* **What you have to do**
Give every entry again, word for word.

* **Record set**
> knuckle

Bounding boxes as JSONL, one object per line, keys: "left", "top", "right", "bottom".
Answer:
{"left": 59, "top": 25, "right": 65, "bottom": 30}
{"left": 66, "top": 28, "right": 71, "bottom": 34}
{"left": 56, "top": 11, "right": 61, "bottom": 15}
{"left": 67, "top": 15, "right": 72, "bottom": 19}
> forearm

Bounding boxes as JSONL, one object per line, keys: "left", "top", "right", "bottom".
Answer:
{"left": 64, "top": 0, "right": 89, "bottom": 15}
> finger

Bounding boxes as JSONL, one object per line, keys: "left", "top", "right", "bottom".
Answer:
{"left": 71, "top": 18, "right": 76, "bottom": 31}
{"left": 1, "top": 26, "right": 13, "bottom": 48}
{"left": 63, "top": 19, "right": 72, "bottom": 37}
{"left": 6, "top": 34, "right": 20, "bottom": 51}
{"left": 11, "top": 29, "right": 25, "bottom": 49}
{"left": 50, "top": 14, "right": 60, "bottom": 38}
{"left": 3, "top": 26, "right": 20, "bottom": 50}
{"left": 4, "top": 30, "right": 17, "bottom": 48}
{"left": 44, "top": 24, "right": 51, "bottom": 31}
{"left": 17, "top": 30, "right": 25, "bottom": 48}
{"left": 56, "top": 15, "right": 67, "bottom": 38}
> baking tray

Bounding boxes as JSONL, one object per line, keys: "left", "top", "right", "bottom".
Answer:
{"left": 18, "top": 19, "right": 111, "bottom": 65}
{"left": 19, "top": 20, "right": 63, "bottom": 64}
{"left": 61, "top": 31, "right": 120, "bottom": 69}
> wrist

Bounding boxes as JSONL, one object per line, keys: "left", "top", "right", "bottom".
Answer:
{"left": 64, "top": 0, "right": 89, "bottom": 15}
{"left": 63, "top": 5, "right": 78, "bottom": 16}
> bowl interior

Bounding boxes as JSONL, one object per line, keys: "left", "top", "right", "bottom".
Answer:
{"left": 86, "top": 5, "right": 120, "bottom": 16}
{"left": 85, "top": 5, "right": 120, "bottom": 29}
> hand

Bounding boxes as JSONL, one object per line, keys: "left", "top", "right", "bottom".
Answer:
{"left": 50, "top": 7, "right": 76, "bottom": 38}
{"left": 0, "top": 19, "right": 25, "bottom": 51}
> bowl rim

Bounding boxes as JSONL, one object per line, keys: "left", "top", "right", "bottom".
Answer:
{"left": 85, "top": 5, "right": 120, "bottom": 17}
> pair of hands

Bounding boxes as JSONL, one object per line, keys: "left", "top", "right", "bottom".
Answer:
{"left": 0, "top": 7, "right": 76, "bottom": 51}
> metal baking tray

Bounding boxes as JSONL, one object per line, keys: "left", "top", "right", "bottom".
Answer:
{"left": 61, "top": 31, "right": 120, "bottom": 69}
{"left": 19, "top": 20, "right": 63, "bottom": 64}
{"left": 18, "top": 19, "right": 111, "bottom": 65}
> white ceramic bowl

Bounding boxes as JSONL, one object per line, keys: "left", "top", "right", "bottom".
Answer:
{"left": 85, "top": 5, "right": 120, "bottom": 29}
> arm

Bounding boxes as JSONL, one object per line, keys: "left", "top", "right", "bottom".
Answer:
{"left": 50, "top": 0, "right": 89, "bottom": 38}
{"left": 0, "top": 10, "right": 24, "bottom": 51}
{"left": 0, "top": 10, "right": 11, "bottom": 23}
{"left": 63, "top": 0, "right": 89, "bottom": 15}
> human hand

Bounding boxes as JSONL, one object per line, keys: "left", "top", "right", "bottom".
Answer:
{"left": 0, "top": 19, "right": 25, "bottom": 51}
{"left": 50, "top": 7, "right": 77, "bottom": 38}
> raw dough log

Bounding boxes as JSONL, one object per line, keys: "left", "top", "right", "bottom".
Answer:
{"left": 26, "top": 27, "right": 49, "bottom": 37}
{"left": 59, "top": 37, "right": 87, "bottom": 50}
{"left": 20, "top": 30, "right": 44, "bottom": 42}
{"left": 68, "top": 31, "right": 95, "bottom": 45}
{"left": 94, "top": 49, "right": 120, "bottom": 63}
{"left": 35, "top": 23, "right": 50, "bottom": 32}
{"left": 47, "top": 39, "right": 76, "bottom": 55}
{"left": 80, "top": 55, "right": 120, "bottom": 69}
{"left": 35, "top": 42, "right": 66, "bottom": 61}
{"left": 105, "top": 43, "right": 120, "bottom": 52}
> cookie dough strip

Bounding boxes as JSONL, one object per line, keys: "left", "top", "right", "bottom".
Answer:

* **Answer section**
> knuckle

Bounding boxes as JSONL, one object per line, keys: "left", "top", "right", "bottom".
Answer:
{"left": 59, "top": 25, "right": 65, "bottom": 30}
{"left": 66, "top": 28, "right": 71, "bottom": 34}
{"left": 56, "top": 11, "right": 61, "bottom": 15}
{"left": 67, "top": 15, "right": 72, "bottom": 19}
> forearm

Bounding boxes as JSONL, one object per line, keys: "left", "top", "right", "bottom".
Answer:
{"left": 64, "top": 0, "right": 89, "bottom": 15}
> finger

Bounding boxes as JSONL, one object per line, keys: "left", "top", "right", "bottom".
Answer:
{"left": 71, "top": 18, "right": 76, "bottom": 31}
{"left": 1, "top": 26, "right": 13, "bottom": 48}
{"left": 63, "top": 19, "right": 72, "bottom": 37}
{"left": 6, "top": 34, "right": 20, "bottom": 51}
{"left": 11, "top": 29, "right": 25, "bottom": 49}
{"left": 50, "top": 14, "right": 60, "bottom": 38}
{"left": 3, "top": 26, "right": 20, "bottom": 50}
{"left": 4, "top": 30, "right": 17, "bottom": 48}
{"left": 44, "top": 24, "right": 51, "bottom": 31}
{"left": 17, "top": 30, "right": 25, "bottom": 48}
{"left": 56, "top": 15, "right": 67, "bottom": 38}
> baking tray

Bounding boxes as JSONL, one object per line, keys: "left", "top", "right", "bottom".
Answer:
{"left": 18, "top": 19, "right": 111, "bottom": 65}
{"left": 19, "top": 20, "right": 63, "bottom": 64}
{"left": 61, "top": 31, "right": 120, "bottom": 69}
> wrist

Bounding boxes as JSONL, one object per line, keys: "left", "top", "right", "bottom".
Answer:
{"left": 64, "top": 0, "right": 89, "bottom": 15}
{"left": 63, "top": 5, "right": 78, "bottom": 16}
> bowl interior

Bounding boxes as JSONL, one object per line, keys: "left", "top", "right", "bottom".
Answer:
{"left": 86, "top": 5, "right": 120, "bottom": 16}
{"left": 85, "top": 5, "right": 120, "bottom": 29}
> hand

Bounding boxes as JSONL, one object per line, keys: "left", "top", "right", "bottom".
Answer:
{"left": 50, "top": 7, "right": 76, "bottom": 38}
{"left": 0, "top": 19, "right": 25, "bottom": 51}
> bowl rim

Bounding boxes as JSONL, one object per line, keys: "left", "top", "right", "bottom".
Answer:
{"left": 85, "top": 5, "right": 120, "bottom": 17}
> pair of hands

Bounding boxes as JSONL, one object per line, keys: "left", "top", "right", "bottom".
Answer:
{"left": 0, "top": 7, "right": 76, "bottom": 51}
> metal baking tray

Bounding boxes as JSONL, one object per line, keys: "left", "top", "right", "bottom".
Answer:
{"left": 61, "top": 31, "right": 120, "bottom": 69}
{"left": 19, "top": 20, "right": 63, "bottom": 64}
{"left": 18, "top": 19, "right": 111, "bottom": 65}
> white ceramic bowl

Bounding boxes as JSONL, one object per line, keys: "left", "top", "right", "bottom".
Answer:
{"left": 85, "top": 5, "right": 120, "bottom": 29}
> arm

Bounding boxes as JSONL, one object per line, keys: "left", "top", "right", "bottom".
Answer:
{"left": 50, "top": 0, "right": 89, "bottom": 38}
{"left": 0, "top": 10, "right": 24, "bottom": 51}
{"left": 0, "top": 10, "right": 11, "bottom": 23}
{"left": 63, "top": 0, "right": 89, "bottom": 15}
> human hand

Bounding boxes as JSONL, one object per line, keys: "left", "top", "right", "bottom".
Answer:
{"left": 0, "top": 19, "right": 25, "bottom": 51}
{"left": 50, "top": 7, "right": 77, "bottom": 38}
> raw dough log

Bounding boxes as JSONL, one object per line, keys: "left", "top", "right", "bottom".
Answer:
{"left": 26, "top": 27, "right": 49, "bottom": 37}
{"left": 59, "top": 37, "right": 87, "bottom": 50}
{"left": 20, "top": 30, "right": 44, "bottom": 42}
{"left": 68, "top": 31, "right": 95, "bottom": 45}
{"left": 94, "top": 49, "right": 120, "bottom": 63}
{"left": 35, "top": 23, "right": 50, "bottom": 32}
{"left": 47, "top": 39, "right": 76, "bottom": 55}
{"left": 80, "top": 55, "right": 120, "bottom": 69}
{"left": 35, "top": 42, "right": 66, "bottom": 61}
{"left": 105, "top": 43, "right": 120, "bottom": 52}
> cookie dough strip

Bounding boxes as JSONL, one object per line, keys: "left", "top", "right", "bottom".
Answer:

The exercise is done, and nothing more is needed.